DOCUMENTO:
▶

Redação do Site Inovação Tecnológica - 17/01/2022
Panela mais quente que o fogão
Pesquisadores do Centro de Pesquisas Dresden-Rossendorf (HZDR), na Alemanha, estão ajudando a elucidar um dos maiores mistérios da física, mais especificamente, da física das estrelas.
O mistério se refere ao fato de que a superfície do Sol tem temperaturas de cerca de 6.000 ºC, enquanto sua alta atmosfera, ou coroa, ultrapassa facilmente os 2.000.000 ºC.
"Por que a panela está mais quente que o fogão?" questiona o pesquisador Frank Stefani.
Uma trilha "quente" para explicar esse efeito leva a uma região da atmosfera solar logo abaixo da coroa, onde as ondas sonoras e certas ondas de plasma viajam na mesma velocidade.
Em 1942, Hannes Alfvén propôs a existência de um tipo de onda eletromagnética-hidrodinâmica que transportaria energia da fotosfera para aquecer a coroa e o vento solar. Ele afirmou que o Sol tinha todos os elementos necessários para a existência dessas ondas, e que elas também poderiam ser responsáveis pelas manchas solares. Desde então, essas ondas hipotéticas passaram a ser conhecidas como ondas de Alfvén.
Agora, Stefani e seus colegas finalmente conseguiram desenvolver um modelo de laboratório e, pela primeira vez, confirmar experimentalmente o comportamento previsto teoricamente dessas ondas de plasma.
Magnetismo virando calor
O fato de os campos magnéticos desempenharem um papel dominante no aquecimento da coroa solar hoje é amplamente aceito na física solar. No entanto, permanecia controverso se esse efeito se deve a uma mudança repentina nas estruturas do campo magnético no plasma solar ou ao amortecimento de diferentes tipos de ondas.
Os campos magnéticos são parte importante da teoria das ondas de Alfvén, atuando nas partículas ionizadas do plasma de forma similar a uma corda de violão, cujo toque desencadeia um movimento ondulatório. Assim como o tom de uma corda dedilhada aumenta com sua tensão, a frequência e a velocidade de propagação da onda de Alfvén aumenta com a força do campo magnético.
O grande problema era reproduzir experimentalmente essas condições extremas.
Stefani fez isto usando campos magnéticos pulsados de alta frequência. Enquanto a maioria dos grandes ímãs supercondutores apresenta campos magnéticos de até 20 teslas, o eletroímã pulsado disponível no Laboratório de Alto Campo Magnético de Dresden permite atingir picos de até 100 teslas, o que permitiu gerar as condições necessárias para o experimento.

◀

PROBLEMA PROPOSTO A: Reproduza fielmente as linhas da listagem, desde a que contém "Mark a point on each instance of the pot rim" até a que contém "[(215, 18)]", ambas incluídas.

DADOS FORNECIDOS:
▶

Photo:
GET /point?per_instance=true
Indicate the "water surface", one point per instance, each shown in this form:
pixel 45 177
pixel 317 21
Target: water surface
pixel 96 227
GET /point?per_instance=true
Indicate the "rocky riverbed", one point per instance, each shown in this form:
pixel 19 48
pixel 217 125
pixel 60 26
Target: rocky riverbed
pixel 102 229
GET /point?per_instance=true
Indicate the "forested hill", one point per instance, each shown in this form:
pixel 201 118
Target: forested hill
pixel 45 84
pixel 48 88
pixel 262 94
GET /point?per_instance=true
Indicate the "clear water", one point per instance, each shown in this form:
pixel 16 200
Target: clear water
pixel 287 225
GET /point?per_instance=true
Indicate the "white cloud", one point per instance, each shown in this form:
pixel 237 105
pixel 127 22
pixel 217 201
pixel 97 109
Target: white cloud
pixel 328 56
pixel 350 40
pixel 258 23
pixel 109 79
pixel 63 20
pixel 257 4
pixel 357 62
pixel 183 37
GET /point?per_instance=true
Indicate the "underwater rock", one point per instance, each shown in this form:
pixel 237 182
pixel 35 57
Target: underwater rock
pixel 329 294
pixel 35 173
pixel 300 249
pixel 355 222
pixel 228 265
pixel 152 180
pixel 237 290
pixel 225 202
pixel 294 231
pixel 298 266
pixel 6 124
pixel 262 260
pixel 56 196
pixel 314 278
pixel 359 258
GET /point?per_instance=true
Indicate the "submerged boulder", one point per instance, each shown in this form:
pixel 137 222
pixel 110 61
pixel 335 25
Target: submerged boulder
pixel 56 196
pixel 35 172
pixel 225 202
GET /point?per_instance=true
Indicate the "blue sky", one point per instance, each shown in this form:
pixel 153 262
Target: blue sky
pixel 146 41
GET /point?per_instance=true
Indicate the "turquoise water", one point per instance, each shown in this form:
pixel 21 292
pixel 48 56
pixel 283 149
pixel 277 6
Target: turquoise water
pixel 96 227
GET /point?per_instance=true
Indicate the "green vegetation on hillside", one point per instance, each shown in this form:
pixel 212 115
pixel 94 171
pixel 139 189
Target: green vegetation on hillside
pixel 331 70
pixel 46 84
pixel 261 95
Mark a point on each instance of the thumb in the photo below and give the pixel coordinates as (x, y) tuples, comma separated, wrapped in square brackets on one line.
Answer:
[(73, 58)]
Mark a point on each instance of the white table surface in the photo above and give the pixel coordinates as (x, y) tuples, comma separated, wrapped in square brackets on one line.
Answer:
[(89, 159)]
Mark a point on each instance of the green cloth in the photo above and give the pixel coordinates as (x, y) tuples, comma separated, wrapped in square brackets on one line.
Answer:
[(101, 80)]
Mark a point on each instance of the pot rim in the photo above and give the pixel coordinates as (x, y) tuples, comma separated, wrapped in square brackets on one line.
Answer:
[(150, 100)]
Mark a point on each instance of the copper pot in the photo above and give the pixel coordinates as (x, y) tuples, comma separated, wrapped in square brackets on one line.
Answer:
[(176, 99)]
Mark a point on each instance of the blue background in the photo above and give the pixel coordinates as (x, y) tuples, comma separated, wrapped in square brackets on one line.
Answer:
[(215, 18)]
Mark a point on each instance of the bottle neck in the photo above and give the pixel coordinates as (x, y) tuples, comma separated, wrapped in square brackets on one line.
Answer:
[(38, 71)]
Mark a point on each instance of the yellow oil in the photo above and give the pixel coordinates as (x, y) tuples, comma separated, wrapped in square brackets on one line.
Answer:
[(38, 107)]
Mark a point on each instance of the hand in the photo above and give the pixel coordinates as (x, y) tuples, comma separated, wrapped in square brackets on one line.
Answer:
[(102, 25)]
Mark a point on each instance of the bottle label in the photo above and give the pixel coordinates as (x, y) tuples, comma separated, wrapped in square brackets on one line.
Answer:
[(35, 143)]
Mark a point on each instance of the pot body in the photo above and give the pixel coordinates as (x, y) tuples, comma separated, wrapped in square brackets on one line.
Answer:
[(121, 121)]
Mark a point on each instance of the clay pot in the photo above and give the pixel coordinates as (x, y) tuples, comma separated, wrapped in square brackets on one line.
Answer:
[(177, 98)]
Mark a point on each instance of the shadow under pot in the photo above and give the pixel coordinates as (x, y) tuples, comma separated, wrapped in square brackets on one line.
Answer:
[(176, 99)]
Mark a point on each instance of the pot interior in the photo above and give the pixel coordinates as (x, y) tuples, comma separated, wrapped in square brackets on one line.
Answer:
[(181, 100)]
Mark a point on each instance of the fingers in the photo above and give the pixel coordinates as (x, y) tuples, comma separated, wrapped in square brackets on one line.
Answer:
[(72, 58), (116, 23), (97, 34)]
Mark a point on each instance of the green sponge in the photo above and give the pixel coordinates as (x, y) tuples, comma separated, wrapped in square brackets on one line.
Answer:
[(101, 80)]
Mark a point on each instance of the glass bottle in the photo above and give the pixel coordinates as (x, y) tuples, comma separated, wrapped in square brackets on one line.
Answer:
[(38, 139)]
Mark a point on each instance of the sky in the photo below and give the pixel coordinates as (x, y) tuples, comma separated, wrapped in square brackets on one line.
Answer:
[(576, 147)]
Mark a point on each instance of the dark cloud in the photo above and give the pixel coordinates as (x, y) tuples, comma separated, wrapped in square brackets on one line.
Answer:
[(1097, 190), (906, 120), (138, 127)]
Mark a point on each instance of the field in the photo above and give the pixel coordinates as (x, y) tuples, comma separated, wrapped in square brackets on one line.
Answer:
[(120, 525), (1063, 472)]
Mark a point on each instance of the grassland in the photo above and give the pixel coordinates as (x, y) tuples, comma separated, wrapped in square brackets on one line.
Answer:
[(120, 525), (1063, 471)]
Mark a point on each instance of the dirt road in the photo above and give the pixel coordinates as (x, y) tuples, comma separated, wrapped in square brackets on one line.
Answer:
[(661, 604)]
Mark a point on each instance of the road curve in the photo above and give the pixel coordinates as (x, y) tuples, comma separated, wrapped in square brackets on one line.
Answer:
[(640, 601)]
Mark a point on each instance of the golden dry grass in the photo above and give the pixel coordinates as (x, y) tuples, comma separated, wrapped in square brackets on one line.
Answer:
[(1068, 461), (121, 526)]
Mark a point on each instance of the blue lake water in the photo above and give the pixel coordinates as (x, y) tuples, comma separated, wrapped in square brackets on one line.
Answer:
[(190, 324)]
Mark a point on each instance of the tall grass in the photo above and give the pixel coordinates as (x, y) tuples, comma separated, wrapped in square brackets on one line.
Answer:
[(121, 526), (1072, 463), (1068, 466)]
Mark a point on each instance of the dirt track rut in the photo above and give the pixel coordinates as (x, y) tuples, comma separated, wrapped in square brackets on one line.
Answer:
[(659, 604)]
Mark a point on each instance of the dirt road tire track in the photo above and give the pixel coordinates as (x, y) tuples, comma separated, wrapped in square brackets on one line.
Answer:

◀

PROBLEMA PROPOSTO B:
Com base na matéria sobre o aquecimento da coroa solar, responda:
(i) Qual é a temperatura aproximada da superfície do Sol?
(ii) Em que ano Hannes Alfvén propôs a existência das ondas que levam seu nome?
(iii) Até quantos teslas o eletroímã pulsado do Laboratório de Alto Campo Magnético de Dresden permite atingir?

RESPOSTA ESPERADA A:
Mark a point on each instance of the pot rim in the photo above and give the pixel coordinates as (x, y) tuples, comma separated, wrapped in square brackets on one line.
Answer:
[(150, 100)]
Mark a point on each instance of the copper pot in the photo above and give the pixel coordinates as (x, y) tuples, comma separated, wrapped in square brackets on one line.
Answer:
[(176, 99)]
Mark a point on each instance of the blue background in the photo above and give the pixel coordinates as (x, y) tuples, comma separated, wrapped in square brackets on one line.
Answer:
[(215, 18)]

RESPOSTA ESPERADA B:
(i) Cerca de 6.000 ºC.
(ii) Em 1942.
(iii) Até 100 teslas.